◆ Texte fourni
-=-=-=-=-

Ce qui ne change pas, c’est la voix de l’automne dans les longs peupliers balancés par le vent, c’est le chant des grillons, le soir, dans la vallée, le bruit de l’eau, brisée aux arches des vieux ponts » (Extrait du texte : « Ce qui ne change pas »).

Avançant vers Cureplats, à la sortie du pont, elle lève ses yeux et son regard se porte vers deux grands bâtiments. A droite, l’ancien couvent de Notre-Dame-de-la-Salette, et à gauche la belle demeure de Cureplats appartenant aux tanneurs corroyeurs Baumevieille qui l’avait acquise des Chauchadis en 1881.

Vue du quartier Cureplats- La Salette. (DR)

Voyant la Dourbie couler à ses pieds, elle dit : « Cette eau me ferait peur quand elle vient si vite, et pourtant, j’aimerais habiter la maison qu’on voit au confluent des deux folles rivières. Elle est si retirée dans son nid de verdure ! On doit être si bien dans cette solitude pour évoquer la grande histoire du passé ! » (Extrait du texte : « L’eau pure du rocher »). Emilie Arnal acheta en 1928 aux Beaumevieille cette belle demeure de Cureplats.

-=-=-=-=-

◆ Consigne écrite 1
Dans les enregistrements, recopiez toutes les lignes en partant de celle qui contient « target | bald head » et en allant jusqu'à la dernière, et décalez de 6 chaque nombre des coordonnées.
Le texte et les enregistrements sont deux documents indépendants l'un de l'autre.

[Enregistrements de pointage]
-=-=-=-=-

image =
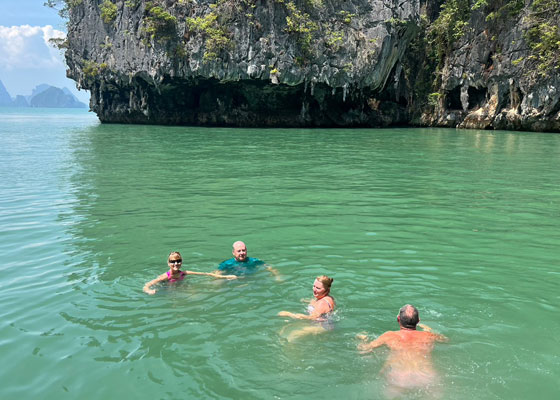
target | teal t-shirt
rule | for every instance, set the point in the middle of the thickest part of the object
(232, 266)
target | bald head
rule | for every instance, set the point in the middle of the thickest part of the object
(408, 316)
(239, 251)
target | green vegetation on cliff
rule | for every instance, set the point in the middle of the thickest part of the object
(215, 35)
(159, 24)
(108, 11)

-=-=-=-=-

◆ Consigne écrite 2
Prolongez le texte sur Cureplats et Emilie Arnal à partir de sa dernière phrase.

◆ Réponse écrite 1
target | bald head
rule | for every instance, set the point in the middle of the thickest part of the object
(414, 322)
(245, 257)
target | green vegetation on cliff
rule | for every instance, set the point in the middle of the thickest part of the object
(221, 41)
(165, 30)
(114, 17)

◆ Réponse écrite 2
La demeure d’Emilie Arnal à Cureplats. (DR)

Un dernier ouvrage de poésie vit le jour sous sa plume : Les Annonciateurs (1929).Véritable testament poétique reprenant une synthèse de toute son inspiration : la nature, l’amour, le divin.

En 1930, les félibres de la Basse-Auvergne lui ont décerné le prix de poésie pour l’ensemble de son œuvre. Elle collaborera à la Veillée d’Auvergne.

Dans son ermitage millavois, profitant d’une paisible, mais féconde retraite, elle se replongea dans ses souvenirs d’enfance avec « Un oiseau dans l’azur » (1932) dont de nombreux extraits ont été repris ici pour rallumer la flamme de sa mémoire. Son ouvrage commence ainsi : « Que c’est long et très court une existence humaine ! Que de jours ont passé dans leur fuite rapide, jours tout mouillés de pleurs ou fleuris d’espérance, depuis l’heure où j’étais une petite fille aux yeux pointillés d’or, aux lourds cheveux de soie, couleur d’ambre, de miel et de feuilles rouillées ! Et qui sait combien d’ans s’écouleront encore avant ceux du silence et de l’ombre éternels ! Je voudrais retenir un moment devant moi le divin souvenir de ces jeunes années où tout ne fut que joie, rayonnement, délice, lorsque je m’élançais au-devant de la vie comme un oiseau qui va se perdre dans l’azur ».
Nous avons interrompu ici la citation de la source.